(DOCUMENT PASSAGE):

######

The New Artwork of Brandon Gay
Curated by Thomas Woodward 
Honeytree Gallery
504 E. 18th St, Unit 102, Kansas City, Missouri 
www.honeytreegallery.com
Open Friday, September 10th, 7-9 p.m.

As time passes, we change. Mirroring the progression of time is our advancing technology, impacting and changing the way we live on a daily basis. While we have the generations that preceded us to learn from, the newness of the world at times nullifies the lessons we are able to learn from our elders. This newness leaves us alone to face previously non-existent experiences as a consequence. But we still live and there are still constants. In a package deal with life is death. No matter what medical advances transpire or how fast the internet on you’re phone becomes it seems we will share the same end, one by one, that all generations previous have faced. We will all die. There is no doubt that the perception of death has changed with each generation. Beliefs differ just as the environments we age in do. 

Today’s youth is a product of the times that searches for it’s own truth.

Brandon Gay comes from a generation of artists that know the internet like a member of their family. He uses it to pull influence from a wide variety of sources outside of Kansas City, listing Tereza Zelenkova, the graffiti of WWL, Sam Moyer, and David Hammons as current influences. Perhaps the most lasting influence to the development of Gay as an artist comes from his former teacher, Jessica Manco, who helped lay his artistic foundation on which all his current work is able to stand. Working fluently in a variety of techniques and mediums, Gay seems as at home with collage as he is photography and illustration. His work is often displayed in bunches meant to draw parallels between pieces and subject matter. Gay mixes in found objects and images that further help influence the perception of the viewer. His work is as much about the individual pieces as it is the overall installation, with each piece acting as a single sentence or paragraph in the story he is telling.

######

(DATASET CONTENT):
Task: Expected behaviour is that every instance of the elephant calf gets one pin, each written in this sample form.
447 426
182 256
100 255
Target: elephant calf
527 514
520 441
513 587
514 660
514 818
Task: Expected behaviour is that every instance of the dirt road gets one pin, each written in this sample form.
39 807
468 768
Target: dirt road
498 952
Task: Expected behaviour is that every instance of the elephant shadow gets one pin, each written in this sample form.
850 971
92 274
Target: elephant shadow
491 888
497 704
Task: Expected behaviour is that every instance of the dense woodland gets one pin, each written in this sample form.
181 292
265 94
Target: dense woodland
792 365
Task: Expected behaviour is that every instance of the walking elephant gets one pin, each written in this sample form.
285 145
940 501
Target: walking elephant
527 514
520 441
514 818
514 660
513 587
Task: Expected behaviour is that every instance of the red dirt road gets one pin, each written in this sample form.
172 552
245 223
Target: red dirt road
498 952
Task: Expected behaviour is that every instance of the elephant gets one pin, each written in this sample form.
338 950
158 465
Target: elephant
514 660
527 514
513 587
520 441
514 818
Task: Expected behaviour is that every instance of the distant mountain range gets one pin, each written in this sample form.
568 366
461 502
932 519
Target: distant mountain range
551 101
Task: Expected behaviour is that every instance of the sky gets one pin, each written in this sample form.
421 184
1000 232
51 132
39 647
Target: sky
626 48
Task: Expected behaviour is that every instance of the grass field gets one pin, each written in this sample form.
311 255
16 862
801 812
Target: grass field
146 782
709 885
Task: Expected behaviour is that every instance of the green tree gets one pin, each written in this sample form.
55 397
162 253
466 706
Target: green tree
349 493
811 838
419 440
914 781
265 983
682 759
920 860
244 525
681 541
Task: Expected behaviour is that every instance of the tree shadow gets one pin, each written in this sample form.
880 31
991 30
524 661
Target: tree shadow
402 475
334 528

######

(WORK REQUEST): Reproduce the stretch of the Brandon Gay exhibition text from "As time passes, we" through "we age in do.". The items are separate from the Brandon Gay exhibition text.

(COMPLETED TASK):
As time passes, we change. Mirroring the progression of time is our advancing technology, impacting and changing the way we live on a daily basis. While we have the generations that preceded us to learn from, the newness of the world at times nullifies the lessons we are able to learn from our elders. This newness leaves us alone to face previously non-existent experiences as a consequence. But we still live and there are still constants. In a package deal with life is death. No matter what medical advances transpire or how fast the internet on you’re phone becomes it seems we will share the same end, one by one, that all generations previous have faced. We will all die. There is no doubt that the perception of death has changed with each generation. Beliefs differ just as the environments we age in do.